**EXCERPTED PASSAGE**
His regret is not foreseeing two problems. The first was misunderstanding his own psychology: Too afraid he’d bang up his special treasures by wearing them, he never even took some of them out of the packaging.

‘My second mistake was that I didn’t ask them for an exclusive on the design,’ says Ovitz. ‘So I saw a lot of [Patek] watches showing up with my design, and I didn’t want that. I wanted unique pieces.’ 

Ovitz’s response has been to part company with some of the Pateks, recognizable for his ‘MSO’ initials discreetly placed at six o’clock.”

Many, if not most, of the “MSO” watches have emerged for sale on the secondary market, including special variants of the refs. 3940, 3970, 5050, and 5059.

Like many most special-order Patek Philippe watches, the “MSO” editions were probably unique, though similar enough to other special-order watches that one might be mistaken for another. Notably, many of the “MSO” watches resemble the special-order watches made for Eric Clapton a few years prior, particularly in the use of Roman or Breguet-style numerals and leaf-shaped hands.

Black and gold

This is actually the second time I was looking at this exact watch; the first time was when it was sold at Phillips in 2018. It was one of the highlights of the 2018 sale for me, and four years later it remains a highly appealing watch. It is a good looking watch in black and gold, a high-contrast combination that isn’t novel but instantly striking and usually attractive.

**INFORMATION SHOWN**

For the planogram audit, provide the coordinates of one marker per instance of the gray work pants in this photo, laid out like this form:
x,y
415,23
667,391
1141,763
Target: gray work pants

**WORK TO DO**
1 – In the Patek Philippe watch passage, where on the dial were Ovitz's "MSO" initials placed?
2 – Pick up the Patek Philippe watch passage right after its last sentence and keep writing in the same voice.

**FINAL RESULTS**
1 – At six o'clock.

2 –
As with most special-order Patek Philippe watches, this ref. 5004J is only set apart by its dial, which has a lot going on. Although the dial is crowded to the point that almost every available space has been filled, the design manages to have enough clarity that it works well, both in terms of visual appeal and legibility.

The dial differs from the dial of the standard model in almost all respects. For one, it has a tachymeter on its periphery, instead of a plain seconds track on the standard dial. And it has another hallmark of special-order ref. 5004s that frequently have the 12 o’clock marker as either a Roman “XII” or Breguet numeral.

Intriguingly, the dial also has double dot markers. The hour markers are gold spheres, while the minute scale has round luminous markers every five minutes. While that might seem redundant, it somehow works well here.

The reason for the luminous dots on the minute track are presumably to match the luminous hands, but probably also done to distinguish the “MSO” edition of the model from the similar ref. 5004s done for Eric Clapton.

Dial aside, the rest of the watch is identical to the standard model.

The case consequently retains the same dimensions, which means it is small and very thick. The case is a little over 36 mm in diameter but almost 15 mm tall, a necessity to accommodate the height of the split-seconds mechanism.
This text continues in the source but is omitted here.